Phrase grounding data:

━━━━━━

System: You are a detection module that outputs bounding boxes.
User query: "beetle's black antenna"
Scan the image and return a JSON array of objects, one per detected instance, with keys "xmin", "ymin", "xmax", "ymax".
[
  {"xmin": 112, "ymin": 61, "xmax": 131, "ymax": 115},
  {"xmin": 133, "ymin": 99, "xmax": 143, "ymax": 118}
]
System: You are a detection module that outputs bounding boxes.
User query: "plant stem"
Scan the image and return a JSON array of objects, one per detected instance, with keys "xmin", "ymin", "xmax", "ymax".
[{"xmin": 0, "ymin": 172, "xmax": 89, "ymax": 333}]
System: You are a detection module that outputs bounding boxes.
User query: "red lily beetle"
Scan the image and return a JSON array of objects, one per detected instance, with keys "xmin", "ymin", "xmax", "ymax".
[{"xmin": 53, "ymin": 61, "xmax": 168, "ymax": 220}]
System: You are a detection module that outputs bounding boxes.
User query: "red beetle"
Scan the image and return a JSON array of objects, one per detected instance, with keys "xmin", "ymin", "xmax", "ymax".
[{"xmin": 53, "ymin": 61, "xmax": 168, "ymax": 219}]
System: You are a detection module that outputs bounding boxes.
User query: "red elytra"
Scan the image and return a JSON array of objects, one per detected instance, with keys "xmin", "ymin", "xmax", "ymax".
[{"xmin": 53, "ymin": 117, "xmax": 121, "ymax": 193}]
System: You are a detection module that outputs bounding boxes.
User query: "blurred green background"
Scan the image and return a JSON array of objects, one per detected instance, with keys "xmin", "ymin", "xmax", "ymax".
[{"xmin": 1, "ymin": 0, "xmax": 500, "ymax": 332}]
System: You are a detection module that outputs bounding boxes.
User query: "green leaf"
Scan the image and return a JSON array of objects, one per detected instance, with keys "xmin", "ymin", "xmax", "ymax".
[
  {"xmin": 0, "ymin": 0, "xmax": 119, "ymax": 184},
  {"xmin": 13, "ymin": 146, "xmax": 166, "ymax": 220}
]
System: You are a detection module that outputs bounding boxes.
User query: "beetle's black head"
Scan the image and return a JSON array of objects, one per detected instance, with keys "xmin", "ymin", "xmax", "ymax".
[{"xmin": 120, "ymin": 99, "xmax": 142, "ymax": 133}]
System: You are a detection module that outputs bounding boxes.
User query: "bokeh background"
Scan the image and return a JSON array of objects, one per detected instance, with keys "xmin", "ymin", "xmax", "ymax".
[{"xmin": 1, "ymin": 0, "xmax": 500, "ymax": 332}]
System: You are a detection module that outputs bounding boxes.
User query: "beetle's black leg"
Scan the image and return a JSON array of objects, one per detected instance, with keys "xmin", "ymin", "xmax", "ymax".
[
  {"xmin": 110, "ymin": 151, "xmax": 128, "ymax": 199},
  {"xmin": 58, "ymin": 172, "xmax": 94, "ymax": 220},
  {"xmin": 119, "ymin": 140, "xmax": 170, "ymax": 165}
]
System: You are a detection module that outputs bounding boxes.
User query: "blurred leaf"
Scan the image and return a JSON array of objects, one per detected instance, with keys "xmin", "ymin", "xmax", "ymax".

━━━━━━

Each entry must be reproduced exactly, with nothing added or dropped.

System: You are a detection module that outputs bounding boxes.
User query: "beetle's black antenna"
Scan the image and return a JSON array of objects, one per detected instance, with keys "xmin", "ymin", "xmax", "ymax".
[
  {"xmin": 112, "ymin": 61, "xmax": 131, "ymax": 115},
  {"xmin": 133, "ymin": 99, "xmax": 143, "ymax": 118}
]
System: You are a detection module that outputs bounding boxes.
User query: "plant stem"
Scan the image and return a JSON array of objects, one per detected instance, with keys "xmin", "ymin", "xmax", "ymax".
[{"xmin": 0, "ymin": 172, "xmax": 89, "ymax": 333}]
System: You are a detection module that outputs bounding boxes.
User query: "red lily beetle"
Scan the image and return a JSON array of objects, one per detected instance, with keys "xmin", "ymin", "xmax", "ymax".
[{"xmin": 53, "ymin": 61, "xmax": 168, "ymax": 220}]
System: You are a detection module that outputs bounding boxes.
User query: "red beetle"
Scan the image and return a JSON array of objects, one per detected instance, with keys "xmin", "ymin", "xmax", "ymax".
[{"xmin": 53, "ymin": 61, "xmax": 168, "ymax": 219}]
System: You are a detection module that outputs bounding boxes.
User query: "red elytra"
Scan the image and return a JSON array of objects, one per detected instance, with keys "xmin", "ymin", "xmax", "ymax".
[{"xmin": 53, "ymin": 117, "xmax": 121, "ymax": 193}]
System: You are a detection module that outputs bounding boxes.
User query: "blurred green background"
Scan the image and return a JSON array of objects, one per detected instance, with keys "xmin", "ymin", "xmax", "ymax".
[{"xmin": 1, "ymin": 0, "xmax": 500, "ymax": 332}]
System: You are a detection module that outputs bounding boxes.
User query: "green leaf"
Scan the image and return a JSON array of objects, one per detected instance, with keys "xmin", "ymin", "xmax", "ymax".
[
  {"xmin": 0, "ymin": 0, "xmax": 119, "ymax": 184},
  {"xmin": 13, "ymin": 146, "xmax": 166, "ymax": 220}
]
System: You are a detection module that outputs bounding boxes.
User query: "beetle's black head"
Scan the image and return a JSON array of objects, one per detected instance, with keys "xmin", "ymin", "xmax", "ymax".
[{"xmin": 120, "ymin": 99, "xmax": 142, "ymax": 133}]
System: You are a detection module that outputs bounding boxes.
User query: "bokeh background"
Scan the image and return a JSON array of objects, one per detected instance, with keys "xmin", "ymin", "xmax", "ymax".
[{"xmin": 1, "ymin": 0, "xmax": 500, "ymax": 332}]
System: You are a detection module that outputs bounding boxes.
User query: "beetle's black leg"
Scan the image and return a JSON array of objects, one per detected instance, with keys "xmin", "ymin", "xmax", "ymax".
[
  {"xmin": 110, "ymin": 151, "xmax": 128, "ymax": 199},
  {"xmin": 58, "ymin": 172, "xmax": 94, "ymax": 220},
  {"xmin": 119, "ymin": 140, "xmax": 170, "ymax": 165}
]
System: You are a detection module that outputs bounding boxes.
User query: "blurred leaf"
Scan the image and return a JSON array of objects, one per detected instance, with keys "xmin", "ymin", "xmax", "ymax".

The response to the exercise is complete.